- EXCERPT TO READ -
>>>

Member of the Oklahoma Senate from the 4th district
- In office November 16, 1986 – March 7, 2002
- Preceded by: Joe Johnson
- Succeeded by: Kenneth Corn

Personal details
- Born: May 13, 1956 Poteau, Oklahoma, U.S.
- Died: March 7, 2002 (aged 45) Oklahoma City, Oklahoma, U.S.
- Party: Democratic Party
- Education: University of Oklahoma (B.A.) University of Oklahoma College of Law (J.D.)

= Larry Dickerson =

American politician (1956–2002)

Larry Dickerson (May 13, 1956 – March 7, 2002) was an American politician who served in the Oklahoma Senate from 1986 until his death in March 2002.

== Early life, education, and family ==
Larry Dickerson was born on May 13, 1956, in Poteau, Oklahoma, to Lawrence and Nan Dickerson. He later graduated from University of Oklahoma in 1978 and University of Oklahoma College of Law in 1982. After graduation he worked as an assistant district attorney in Leflore County.

== Oklahoma Senate ==
In 1986, he was elected to the Oklahoma Senate representing the 4th senate district as a member of the Democratic Party. He also ran a private law practice and was married with one son.
===Death===
He died on March 7, 2002, at Deaconess Hospital. His body lied in state in the Oklahoma Capitol on March 11, 2002. His funeral was March 12 at Carl Albert State College in Poteau. After his death, his state senate seat was vacant until the next election.

<<<

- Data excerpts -
>>>

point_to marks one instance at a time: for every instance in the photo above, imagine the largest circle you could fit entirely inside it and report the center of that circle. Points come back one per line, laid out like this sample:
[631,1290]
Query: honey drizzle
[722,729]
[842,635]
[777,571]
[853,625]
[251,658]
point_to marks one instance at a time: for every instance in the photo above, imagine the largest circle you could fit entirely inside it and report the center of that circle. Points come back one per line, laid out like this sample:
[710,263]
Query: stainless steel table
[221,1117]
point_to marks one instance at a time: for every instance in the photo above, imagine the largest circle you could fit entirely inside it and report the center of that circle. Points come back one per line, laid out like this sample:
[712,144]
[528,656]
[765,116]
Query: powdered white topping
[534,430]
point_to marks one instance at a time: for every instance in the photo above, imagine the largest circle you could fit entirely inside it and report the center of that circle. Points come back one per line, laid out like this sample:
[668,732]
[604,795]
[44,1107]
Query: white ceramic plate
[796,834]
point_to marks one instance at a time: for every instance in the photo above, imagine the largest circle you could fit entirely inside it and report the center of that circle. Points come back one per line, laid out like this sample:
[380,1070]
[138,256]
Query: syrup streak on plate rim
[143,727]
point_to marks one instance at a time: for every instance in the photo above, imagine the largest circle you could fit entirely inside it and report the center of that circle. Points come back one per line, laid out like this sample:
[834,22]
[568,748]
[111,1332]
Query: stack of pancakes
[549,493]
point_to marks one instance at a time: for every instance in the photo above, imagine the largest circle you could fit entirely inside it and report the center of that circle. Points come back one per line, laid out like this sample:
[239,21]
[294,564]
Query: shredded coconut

<<<

- QUESTIONS -
[1] In the excerpt on Larry Dickerson, where was his funeral held?
[2] From the excerpt on Larry Dickerson, extract the passage starting with "Member of the Oklahoma" and going on through "American politician (1956–2002)".

- RESULTS FOR THE EXERCISE -
[1] Carl Albert State College in Poteau

[2]
Member of the Oklahoma Senate from the 4th district
- In office November 16, 1986 – March 7, 2002
- Preceded by: Joe Johnson
- Succeeded by: Kenneth Corn

Personal details
- Born: May 13, 1956 Poteau, Oklahoma, U.S.
- Died: March 7, 2002 (aged 45) Oklahoma City, Oklahoma, U.S.
- Party: Democratic Party
- Education: University of Oklahoma (B.A.) University of Oklahoma College of Law (J.D.)

= Larry Dickerson =

American politician (1956–2002)